● Listed entries:
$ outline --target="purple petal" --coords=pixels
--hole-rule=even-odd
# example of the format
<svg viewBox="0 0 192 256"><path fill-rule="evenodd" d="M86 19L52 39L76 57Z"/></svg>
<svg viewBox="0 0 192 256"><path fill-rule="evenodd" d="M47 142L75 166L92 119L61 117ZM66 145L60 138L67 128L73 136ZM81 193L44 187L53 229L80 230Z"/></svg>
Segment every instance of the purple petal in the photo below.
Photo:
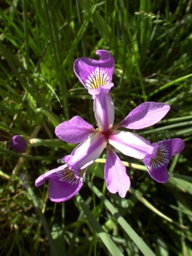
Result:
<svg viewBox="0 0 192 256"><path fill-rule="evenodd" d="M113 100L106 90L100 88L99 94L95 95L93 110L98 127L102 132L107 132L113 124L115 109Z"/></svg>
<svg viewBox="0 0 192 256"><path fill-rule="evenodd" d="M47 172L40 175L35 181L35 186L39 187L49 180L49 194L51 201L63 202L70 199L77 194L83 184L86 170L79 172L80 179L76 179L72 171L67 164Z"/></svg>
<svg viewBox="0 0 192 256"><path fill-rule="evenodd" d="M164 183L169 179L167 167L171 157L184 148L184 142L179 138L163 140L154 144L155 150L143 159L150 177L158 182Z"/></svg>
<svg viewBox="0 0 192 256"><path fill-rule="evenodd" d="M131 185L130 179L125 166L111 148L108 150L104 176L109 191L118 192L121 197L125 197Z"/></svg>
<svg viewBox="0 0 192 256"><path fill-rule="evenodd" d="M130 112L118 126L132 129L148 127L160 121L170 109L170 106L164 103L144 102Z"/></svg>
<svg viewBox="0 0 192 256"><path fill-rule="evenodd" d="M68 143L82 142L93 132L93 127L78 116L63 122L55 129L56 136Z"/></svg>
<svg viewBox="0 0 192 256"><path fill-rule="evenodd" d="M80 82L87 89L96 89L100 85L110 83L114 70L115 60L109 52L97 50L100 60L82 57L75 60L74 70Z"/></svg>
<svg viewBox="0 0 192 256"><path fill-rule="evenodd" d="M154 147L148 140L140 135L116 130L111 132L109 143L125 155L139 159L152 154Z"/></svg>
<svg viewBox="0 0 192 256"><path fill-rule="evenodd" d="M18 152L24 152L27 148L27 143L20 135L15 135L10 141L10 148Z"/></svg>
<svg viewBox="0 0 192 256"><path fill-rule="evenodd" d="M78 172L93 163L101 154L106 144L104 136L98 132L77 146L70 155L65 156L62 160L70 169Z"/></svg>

● What the task requires:
Format the lines of the listing above as a JSON list of strings, starting at the first line and ending at the line that contains "185L130 179L125 166L111", with both of those lines included, one string per line and blank lines skipped. Leave the pictures out of the answer.

● Task solution:
[
  "$ outline --target=\"purple petal\" --coords=pixels",
  "--hole-rule=even-odd",
  "# example of the format",
  "<svg viewBox=\"0 0 192 256\"><path fill-rule=\"evenodd\" d=\"M86 19L52 39L76 57Z\"/></svg>",
  "<svg viewBox=\"0 0 192 256\"><path fill-rule=\"evenodd\" d=\"M47 142L75 166L92 119L61 117ZM66 145L60 138L67 128L73 136ZM81 193L44 187L53 229L80 230Z\"/></svg>",
  "Segment every instance of the purple petal in the photo below.",
  "Photo:",
  "Result:",
  "<svg viewBox=\"0 0 192 256\"><path fill-rule=\"evenodd\" d=\"M113 100L106 90L100 88L99 94L95 95L93 110L98 127L102 132L107 132L113 124L115 109Z\"/></svg>",
  "<svg viewBox=\"0 0 192 256\"><path fill-rule=\"evenodd\" d=\"M47 172L40 175L35 181L35 186L39 187L49 180L49 194L51 201L63 202L70 199L77 194L83 184L86 170L79 172L80 179L76 179L72 171L67 164Z\"/></svg>",
  "<svg viewBox=\"0 0 192 256\"><path fill-rule=\"evenodd\" d=\"M164 183L169 179L167 167L171 157L184 148L184 142L179 138L163 140L154 144L155 150L143 159L150 177L158 182Z\"/></svg>",
  "<svg viewBox=\"0 0 192 256\"><path fill-rule=\"evenodd\" d=\"M131 185L130 179L125 166L111 148L108 150L104 176L109 191L118 192L121 197L125 197Z\"/></svg>"
]